#### [Exercise requirements]
What lines below include the string "story"? Pick them out and copy them.

#### [Task inputs]
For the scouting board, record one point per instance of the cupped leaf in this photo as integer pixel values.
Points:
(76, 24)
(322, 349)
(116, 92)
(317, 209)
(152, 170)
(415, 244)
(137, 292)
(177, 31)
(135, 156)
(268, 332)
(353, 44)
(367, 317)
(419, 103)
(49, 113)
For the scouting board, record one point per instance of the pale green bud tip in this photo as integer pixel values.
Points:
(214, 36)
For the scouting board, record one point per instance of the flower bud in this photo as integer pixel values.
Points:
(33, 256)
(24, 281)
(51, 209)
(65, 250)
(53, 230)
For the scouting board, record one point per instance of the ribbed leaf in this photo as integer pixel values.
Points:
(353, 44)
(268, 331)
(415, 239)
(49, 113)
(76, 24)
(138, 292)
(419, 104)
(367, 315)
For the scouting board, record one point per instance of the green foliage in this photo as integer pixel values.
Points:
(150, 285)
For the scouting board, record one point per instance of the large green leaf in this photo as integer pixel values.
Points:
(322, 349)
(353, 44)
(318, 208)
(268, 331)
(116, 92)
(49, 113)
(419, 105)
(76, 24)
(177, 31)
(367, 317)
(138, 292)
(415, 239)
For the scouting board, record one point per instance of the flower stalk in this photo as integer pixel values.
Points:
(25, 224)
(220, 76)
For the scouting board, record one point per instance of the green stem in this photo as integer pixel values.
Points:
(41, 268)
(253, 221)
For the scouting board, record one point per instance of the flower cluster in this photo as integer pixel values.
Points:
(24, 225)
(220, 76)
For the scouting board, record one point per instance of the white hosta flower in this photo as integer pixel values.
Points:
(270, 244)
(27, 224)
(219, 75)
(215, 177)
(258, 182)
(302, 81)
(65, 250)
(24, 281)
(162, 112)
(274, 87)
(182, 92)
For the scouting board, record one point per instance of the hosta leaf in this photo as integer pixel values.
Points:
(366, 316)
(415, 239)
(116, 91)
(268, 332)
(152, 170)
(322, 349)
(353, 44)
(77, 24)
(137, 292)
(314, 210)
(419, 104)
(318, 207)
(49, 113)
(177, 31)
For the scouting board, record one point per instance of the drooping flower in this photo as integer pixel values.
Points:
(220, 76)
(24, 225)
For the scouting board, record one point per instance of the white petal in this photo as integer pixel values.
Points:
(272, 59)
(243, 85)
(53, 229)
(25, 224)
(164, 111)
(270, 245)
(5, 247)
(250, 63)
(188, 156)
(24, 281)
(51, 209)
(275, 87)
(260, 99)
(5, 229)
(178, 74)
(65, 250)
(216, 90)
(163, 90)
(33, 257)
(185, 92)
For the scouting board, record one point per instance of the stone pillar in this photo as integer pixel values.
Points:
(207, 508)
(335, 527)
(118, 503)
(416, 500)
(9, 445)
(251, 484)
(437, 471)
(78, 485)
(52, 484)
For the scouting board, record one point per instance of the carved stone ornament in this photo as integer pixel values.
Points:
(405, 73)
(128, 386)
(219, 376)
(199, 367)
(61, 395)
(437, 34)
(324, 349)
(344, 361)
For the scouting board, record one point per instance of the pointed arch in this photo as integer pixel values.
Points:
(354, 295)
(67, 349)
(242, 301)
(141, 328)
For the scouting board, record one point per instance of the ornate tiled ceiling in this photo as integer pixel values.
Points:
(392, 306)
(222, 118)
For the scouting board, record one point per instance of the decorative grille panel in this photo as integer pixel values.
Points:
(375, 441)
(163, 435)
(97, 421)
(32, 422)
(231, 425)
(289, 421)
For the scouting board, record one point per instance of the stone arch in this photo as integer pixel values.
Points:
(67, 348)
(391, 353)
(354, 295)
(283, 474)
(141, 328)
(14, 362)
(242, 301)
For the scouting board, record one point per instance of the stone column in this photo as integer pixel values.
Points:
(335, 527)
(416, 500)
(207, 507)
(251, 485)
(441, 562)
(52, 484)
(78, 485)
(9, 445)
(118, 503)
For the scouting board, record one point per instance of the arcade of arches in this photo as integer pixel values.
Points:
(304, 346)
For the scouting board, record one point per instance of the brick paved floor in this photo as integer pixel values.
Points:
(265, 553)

...

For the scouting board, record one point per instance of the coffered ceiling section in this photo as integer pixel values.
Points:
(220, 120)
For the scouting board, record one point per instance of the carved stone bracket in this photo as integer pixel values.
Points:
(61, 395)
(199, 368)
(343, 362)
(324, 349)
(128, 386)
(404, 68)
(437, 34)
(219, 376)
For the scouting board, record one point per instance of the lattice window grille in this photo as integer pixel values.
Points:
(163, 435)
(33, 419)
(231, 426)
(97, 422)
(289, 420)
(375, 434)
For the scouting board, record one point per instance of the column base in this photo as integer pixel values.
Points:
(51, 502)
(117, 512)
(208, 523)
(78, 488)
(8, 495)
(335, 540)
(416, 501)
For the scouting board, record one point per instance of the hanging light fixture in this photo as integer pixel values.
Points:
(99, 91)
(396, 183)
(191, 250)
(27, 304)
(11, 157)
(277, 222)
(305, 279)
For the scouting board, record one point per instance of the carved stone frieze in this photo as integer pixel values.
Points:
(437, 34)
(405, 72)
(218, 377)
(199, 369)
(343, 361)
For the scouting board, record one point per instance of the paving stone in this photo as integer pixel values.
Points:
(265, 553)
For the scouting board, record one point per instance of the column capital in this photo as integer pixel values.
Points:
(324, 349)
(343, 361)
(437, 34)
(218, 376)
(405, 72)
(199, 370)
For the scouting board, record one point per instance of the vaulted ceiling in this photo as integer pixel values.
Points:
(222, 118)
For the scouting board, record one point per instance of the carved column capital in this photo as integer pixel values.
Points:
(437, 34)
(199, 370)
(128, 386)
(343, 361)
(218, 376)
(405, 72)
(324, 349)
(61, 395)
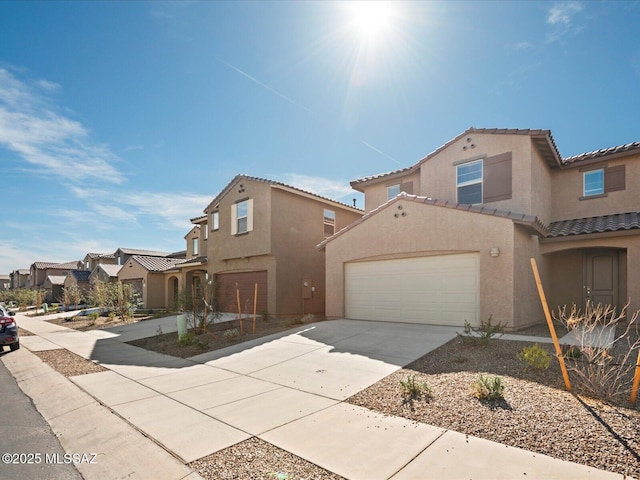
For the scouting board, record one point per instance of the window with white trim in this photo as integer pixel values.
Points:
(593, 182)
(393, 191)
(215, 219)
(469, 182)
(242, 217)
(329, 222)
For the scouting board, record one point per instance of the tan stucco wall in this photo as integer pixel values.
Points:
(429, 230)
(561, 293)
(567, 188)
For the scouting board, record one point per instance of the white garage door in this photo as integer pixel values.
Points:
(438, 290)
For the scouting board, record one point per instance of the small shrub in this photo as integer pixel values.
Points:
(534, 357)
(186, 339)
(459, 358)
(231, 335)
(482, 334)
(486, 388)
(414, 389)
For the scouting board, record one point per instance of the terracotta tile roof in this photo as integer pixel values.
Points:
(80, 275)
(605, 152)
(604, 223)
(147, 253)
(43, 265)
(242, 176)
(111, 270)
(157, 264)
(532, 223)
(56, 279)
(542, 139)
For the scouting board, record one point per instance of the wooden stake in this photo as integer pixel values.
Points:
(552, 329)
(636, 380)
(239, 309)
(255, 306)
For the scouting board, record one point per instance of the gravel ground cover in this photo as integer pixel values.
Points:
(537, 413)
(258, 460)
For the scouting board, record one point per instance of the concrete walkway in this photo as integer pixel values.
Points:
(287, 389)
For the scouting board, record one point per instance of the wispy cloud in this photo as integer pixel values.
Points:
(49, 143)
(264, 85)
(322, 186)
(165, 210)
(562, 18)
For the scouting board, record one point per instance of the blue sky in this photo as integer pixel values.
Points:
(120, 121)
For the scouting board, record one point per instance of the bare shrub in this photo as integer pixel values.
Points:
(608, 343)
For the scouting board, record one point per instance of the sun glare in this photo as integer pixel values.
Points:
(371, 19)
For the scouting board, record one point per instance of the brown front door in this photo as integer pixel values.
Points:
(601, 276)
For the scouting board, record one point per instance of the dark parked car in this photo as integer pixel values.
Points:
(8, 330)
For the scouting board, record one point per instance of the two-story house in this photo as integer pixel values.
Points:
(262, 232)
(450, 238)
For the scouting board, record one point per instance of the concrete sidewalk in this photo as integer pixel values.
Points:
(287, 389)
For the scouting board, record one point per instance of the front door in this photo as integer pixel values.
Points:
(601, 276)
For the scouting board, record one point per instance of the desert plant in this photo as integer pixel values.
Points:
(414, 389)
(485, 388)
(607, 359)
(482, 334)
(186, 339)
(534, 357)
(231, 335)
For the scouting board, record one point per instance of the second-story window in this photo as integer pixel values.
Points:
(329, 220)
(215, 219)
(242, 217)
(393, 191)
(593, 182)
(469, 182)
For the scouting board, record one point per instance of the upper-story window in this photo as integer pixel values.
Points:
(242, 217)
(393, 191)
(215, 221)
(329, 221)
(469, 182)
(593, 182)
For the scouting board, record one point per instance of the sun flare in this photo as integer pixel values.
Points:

--

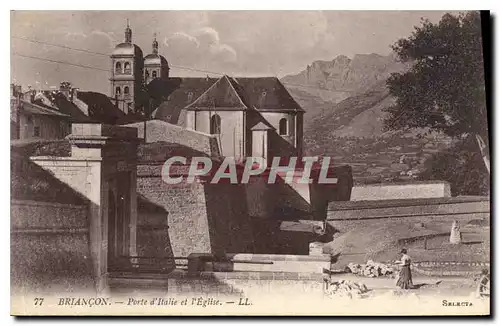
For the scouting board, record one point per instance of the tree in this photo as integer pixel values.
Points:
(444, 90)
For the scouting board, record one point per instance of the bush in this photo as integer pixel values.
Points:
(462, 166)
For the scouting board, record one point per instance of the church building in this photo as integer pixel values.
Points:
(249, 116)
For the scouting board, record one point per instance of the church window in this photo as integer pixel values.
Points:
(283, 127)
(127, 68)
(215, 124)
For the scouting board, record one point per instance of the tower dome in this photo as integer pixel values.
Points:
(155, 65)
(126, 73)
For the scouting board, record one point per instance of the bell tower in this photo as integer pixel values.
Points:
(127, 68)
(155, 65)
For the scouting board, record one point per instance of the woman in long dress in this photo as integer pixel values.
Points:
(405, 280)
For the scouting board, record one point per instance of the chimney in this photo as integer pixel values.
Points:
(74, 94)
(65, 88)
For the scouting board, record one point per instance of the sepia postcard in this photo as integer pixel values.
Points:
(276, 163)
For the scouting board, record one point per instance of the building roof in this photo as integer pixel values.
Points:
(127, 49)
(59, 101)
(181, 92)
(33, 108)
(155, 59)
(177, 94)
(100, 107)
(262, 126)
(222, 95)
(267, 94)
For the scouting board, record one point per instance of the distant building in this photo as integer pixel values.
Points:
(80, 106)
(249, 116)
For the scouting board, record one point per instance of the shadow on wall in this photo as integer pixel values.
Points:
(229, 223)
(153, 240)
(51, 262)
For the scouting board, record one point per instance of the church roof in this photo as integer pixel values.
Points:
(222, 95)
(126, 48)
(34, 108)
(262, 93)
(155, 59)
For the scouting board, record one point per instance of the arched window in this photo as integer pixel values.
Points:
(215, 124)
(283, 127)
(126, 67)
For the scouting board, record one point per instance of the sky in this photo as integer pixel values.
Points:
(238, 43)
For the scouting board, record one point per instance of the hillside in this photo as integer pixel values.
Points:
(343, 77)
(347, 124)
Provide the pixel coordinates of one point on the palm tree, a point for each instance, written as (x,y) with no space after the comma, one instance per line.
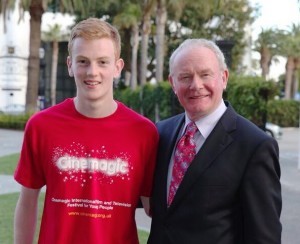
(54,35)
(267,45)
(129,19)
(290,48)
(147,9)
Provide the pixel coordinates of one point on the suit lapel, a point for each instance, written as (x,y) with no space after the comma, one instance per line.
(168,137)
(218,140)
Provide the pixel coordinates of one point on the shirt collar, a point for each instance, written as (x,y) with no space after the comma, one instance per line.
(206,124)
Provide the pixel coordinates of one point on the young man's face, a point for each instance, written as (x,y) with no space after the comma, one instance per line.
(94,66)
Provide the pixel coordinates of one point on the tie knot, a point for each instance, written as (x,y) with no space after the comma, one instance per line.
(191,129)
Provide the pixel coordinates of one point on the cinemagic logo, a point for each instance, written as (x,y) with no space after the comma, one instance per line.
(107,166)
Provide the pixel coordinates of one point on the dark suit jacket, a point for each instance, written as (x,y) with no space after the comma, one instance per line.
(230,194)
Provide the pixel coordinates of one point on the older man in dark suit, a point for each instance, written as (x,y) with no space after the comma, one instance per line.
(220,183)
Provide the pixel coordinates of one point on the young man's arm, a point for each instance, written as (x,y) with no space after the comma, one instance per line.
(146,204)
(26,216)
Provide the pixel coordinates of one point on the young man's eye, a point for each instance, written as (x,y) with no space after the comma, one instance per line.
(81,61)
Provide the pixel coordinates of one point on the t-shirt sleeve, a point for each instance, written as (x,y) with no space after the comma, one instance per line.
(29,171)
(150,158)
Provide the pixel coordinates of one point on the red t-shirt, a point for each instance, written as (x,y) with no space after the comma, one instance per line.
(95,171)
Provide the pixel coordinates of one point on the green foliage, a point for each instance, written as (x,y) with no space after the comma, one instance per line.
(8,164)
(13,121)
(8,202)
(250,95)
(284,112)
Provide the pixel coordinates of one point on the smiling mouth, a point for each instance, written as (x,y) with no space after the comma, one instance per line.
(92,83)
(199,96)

#### [Result for this exercise]
For the scouting board, record one point per instance of the two-story house in this photo as integer pixel values.
For the scouting board, record one point per instance of the second-story window in this photo as integer pixel values.
For the scouting board, record one point per instance of the upper-story window in this photo as integer pixel values.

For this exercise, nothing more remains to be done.